▶ _Text block_
>>

In July, 7 Eyewitness News gave you an exclusive look at the Buffalo Police body camera pilot program. In January, more than 500 Buffalo Police patrol officers will be wearing a body camera on the job at all times.
"The goal of the program is to work hard to enhance trust, and build relationships with the community," said Captain Jeff Rinaldo.
It's new technology for the force, but with everything new can be some uncertainty.
Members of the public met with the police advisory board to talk specifics and give input when it comes to drafting a body camera policy for the department.
One woman at the forum said, "they need to be on all day," another man asked what the penalty for not turning on the body camera is.
We took those questions to the Buffalo Police Department.
Captain Jeff Rinaldo says the guidelines for officers wearing the new technology is extremely strict. He says "There is little discretion on behalf of the officer not to record something."
Rinaldo says officers will be required to record any and all calls for service.
Off limits is recording inside hospitals, juveniles, and victims of sex crimes.

<<

▶ _Data extract_
>>

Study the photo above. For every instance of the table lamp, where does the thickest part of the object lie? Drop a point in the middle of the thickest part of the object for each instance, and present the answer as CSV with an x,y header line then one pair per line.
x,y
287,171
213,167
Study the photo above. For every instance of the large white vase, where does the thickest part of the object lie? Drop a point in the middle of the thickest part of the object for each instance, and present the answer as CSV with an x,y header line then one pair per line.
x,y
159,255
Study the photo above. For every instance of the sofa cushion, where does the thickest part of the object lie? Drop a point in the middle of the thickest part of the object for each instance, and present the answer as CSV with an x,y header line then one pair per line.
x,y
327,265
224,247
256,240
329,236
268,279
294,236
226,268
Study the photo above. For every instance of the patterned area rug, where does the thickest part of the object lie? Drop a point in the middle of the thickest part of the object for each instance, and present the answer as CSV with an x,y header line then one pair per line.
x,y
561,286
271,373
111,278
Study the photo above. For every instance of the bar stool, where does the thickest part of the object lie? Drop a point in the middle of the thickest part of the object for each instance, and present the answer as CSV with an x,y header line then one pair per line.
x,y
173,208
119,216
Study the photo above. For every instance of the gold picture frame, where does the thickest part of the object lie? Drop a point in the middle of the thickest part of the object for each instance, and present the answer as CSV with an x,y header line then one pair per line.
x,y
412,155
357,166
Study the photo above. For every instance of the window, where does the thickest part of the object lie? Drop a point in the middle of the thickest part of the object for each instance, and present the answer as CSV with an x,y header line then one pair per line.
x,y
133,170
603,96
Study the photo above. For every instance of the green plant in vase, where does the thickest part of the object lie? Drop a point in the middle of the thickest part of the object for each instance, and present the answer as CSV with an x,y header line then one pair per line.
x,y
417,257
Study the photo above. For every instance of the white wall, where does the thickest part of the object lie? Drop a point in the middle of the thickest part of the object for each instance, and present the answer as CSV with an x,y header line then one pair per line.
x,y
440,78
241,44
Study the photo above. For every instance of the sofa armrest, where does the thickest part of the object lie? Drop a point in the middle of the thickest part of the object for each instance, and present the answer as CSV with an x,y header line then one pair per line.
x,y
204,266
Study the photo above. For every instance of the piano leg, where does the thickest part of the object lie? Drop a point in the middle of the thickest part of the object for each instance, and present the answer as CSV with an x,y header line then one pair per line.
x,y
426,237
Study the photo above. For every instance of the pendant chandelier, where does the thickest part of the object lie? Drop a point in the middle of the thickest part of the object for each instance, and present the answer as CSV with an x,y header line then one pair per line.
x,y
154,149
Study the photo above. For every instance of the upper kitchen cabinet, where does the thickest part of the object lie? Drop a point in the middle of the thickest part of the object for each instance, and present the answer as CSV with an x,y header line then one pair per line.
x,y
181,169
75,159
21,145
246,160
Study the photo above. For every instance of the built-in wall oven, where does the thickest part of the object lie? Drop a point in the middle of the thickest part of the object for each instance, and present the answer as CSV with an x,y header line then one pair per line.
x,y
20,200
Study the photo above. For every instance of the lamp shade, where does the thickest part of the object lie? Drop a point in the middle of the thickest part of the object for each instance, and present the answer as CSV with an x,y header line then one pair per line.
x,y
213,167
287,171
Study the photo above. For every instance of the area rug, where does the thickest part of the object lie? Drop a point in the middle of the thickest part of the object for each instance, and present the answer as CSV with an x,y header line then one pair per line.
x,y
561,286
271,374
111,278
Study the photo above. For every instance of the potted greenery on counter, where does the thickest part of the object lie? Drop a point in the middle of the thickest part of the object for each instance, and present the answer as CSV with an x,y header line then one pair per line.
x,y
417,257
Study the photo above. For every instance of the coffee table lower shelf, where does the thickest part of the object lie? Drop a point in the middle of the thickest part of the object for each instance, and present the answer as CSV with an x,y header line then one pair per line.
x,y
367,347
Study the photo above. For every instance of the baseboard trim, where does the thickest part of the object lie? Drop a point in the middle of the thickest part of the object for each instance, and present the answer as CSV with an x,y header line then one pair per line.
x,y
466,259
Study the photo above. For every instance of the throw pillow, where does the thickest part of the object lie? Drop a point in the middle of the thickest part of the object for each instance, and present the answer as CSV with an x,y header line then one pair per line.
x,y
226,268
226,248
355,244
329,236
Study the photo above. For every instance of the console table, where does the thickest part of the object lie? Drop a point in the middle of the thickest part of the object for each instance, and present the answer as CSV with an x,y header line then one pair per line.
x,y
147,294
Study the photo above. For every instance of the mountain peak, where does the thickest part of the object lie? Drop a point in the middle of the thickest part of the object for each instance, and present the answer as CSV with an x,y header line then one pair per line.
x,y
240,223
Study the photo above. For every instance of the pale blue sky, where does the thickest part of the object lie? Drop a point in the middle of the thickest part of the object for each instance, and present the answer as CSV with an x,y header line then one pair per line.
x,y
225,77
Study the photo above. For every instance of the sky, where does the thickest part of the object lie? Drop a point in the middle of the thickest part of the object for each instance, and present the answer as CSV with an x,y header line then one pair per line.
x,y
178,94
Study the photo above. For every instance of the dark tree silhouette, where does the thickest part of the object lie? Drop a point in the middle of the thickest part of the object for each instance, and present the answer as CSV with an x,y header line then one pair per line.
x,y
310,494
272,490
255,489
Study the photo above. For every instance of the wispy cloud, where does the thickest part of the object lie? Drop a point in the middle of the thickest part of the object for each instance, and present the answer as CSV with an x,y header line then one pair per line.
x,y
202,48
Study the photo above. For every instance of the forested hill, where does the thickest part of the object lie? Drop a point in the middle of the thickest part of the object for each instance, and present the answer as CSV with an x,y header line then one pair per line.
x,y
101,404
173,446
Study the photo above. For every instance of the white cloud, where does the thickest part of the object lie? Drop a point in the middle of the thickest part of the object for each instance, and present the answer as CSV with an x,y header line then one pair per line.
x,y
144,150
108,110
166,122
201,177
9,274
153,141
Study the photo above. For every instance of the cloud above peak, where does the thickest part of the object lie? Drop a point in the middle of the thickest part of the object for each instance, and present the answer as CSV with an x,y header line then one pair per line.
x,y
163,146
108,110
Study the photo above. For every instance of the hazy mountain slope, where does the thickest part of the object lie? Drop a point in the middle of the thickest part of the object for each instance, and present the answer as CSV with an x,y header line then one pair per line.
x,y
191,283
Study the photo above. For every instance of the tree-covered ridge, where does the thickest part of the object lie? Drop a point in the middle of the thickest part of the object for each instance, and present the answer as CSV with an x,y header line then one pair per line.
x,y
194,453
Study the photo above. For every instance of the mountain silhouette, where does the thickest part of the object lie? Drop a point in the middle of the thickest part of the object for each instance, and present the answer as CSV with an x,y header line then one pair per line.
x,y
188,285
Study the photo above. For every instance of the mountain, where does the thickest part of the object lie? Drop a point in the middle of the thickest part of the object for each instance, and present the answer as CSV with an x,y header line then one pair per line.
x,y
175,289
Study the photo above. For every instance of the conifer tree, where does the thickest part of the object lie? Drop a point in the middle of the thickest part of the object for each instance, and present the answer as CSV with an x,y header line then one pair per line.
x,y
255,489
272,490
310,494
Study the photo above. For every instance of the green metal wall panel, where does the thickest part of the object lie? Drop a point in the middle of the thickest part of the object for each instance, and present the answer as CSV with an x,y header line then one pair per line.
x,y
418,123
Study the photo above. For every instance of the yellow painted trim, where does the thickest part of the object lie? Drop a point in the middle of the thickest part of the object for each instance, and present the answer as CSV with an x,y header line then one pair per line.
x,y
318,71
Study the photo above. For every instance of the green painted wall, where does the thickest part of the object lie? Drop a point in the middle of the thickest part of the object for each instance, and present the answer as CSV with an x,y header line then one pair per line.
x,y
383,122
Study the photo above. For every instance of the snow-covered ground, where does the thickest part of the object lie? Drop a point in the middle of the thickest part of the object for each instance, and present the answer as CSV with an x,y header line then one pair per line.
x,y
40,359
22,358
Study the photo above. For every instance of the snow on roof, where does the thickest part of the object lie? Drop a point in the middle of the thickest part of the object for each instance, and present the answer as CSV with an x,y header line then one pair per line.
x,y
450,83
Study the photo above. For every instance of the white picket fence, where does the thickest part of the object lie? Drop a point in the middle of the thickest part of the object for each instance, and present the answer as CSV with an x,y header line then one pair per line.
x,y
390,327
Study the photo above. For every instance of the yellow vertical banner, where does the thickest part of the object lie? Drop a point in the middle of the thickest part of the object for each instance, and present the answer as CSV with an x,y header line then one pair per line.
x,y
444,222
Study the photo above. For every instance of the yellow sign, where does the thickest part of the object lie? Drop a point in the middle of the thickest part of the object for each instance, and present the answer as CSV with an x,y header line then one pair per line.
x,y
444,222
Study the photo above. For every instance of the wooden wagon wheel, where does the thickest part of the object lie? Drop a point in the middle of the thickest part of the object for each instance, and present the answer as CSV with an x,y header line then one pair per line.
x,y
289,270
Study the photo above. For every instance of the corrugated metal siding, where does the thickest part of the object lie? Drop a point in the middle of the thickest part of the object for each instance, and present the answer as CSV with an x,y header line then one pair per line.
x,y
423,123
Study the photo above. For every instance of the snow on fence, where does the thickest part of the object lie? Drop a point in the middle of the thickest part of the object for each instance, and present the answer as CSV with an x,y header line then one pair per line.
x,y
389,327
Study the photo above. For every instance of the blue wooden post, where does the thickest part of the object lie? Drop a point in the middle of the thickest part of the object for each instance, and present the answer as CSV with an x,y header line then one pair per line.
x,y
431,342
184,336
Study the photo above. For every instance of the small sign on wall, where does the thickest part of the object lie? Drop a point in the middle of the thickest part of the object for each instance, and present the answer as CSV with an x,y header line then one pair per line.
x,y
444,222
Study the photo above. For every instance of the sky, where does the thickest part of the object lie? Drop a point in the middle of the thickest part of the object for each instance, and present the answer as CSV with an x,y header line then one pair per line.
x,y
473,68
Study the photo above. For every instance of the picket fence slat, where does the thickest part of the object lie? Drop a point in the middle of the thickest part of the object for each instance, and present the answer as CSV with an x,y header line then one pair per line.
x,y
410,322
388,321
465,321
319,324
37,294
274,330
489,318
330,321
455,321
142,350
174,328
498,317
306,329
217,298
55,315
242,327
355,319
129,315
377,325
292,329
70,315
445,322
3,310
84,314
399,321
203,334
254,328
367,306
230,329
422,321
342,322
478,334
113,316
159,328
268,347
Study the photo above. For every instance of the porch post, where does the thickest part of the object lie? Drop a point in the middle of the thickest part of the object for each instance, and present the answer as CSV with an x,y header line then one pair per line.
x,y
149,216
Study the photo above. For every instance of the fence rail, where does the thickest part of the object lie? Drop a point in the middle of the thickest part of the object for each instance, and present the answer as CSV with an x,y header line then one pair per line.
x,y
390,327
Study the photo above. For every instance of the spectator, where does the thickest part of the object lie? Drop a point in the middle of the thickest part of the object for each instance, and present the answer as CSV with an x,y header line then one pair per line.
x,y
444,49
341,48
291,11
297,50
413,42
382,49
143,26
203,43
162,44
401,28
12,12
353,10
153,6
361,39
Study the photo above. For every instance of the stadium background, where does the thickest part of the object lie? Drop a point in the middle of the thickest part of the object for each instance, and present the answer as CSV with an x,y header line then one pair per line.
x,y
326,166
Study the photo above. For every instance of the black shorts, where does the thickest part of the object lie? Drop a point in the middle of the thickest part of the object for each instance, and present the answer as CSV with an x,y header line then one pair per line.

<<

▶ _Task brief_
Could you transcribe the whole text on the Buffalo Police body camera program exactly, word for word? The records play no part in what is asked here.

▶ _Worked solution_
In July, 7 Eyewitness News gave you an exclusive look at the Buffalo Police body camera pilot program. In January, more than 500 Buffalo Police patrol officers will be wearing a body camera on the job at all times.
"The goal of the program is to work hard to enhance trust, and build relationships with the community," said Captain Jeff Rinaldo.
It's new technology for the force, but with everything new can be some uncertainty.
Members of the public met with the police advisory board to talk specifics and give input when it comes to drafting a body camera policy for the department.
One woman at the forum said, "they need to be on all day," another man asked what the penalty for not turning on the body camera is.
We took those questions to the Buffalo Police Department.
Captain Jeff Rinaldo says the guidelines for officers wearing the new technology is extremely strict. He says "There is little discretion on behalf of the officer not to record something."
Rinaldo says officers will be required to record any and all calls for service.
Off limits is recording inside hospitals, juveniles, and victims of sex crimes.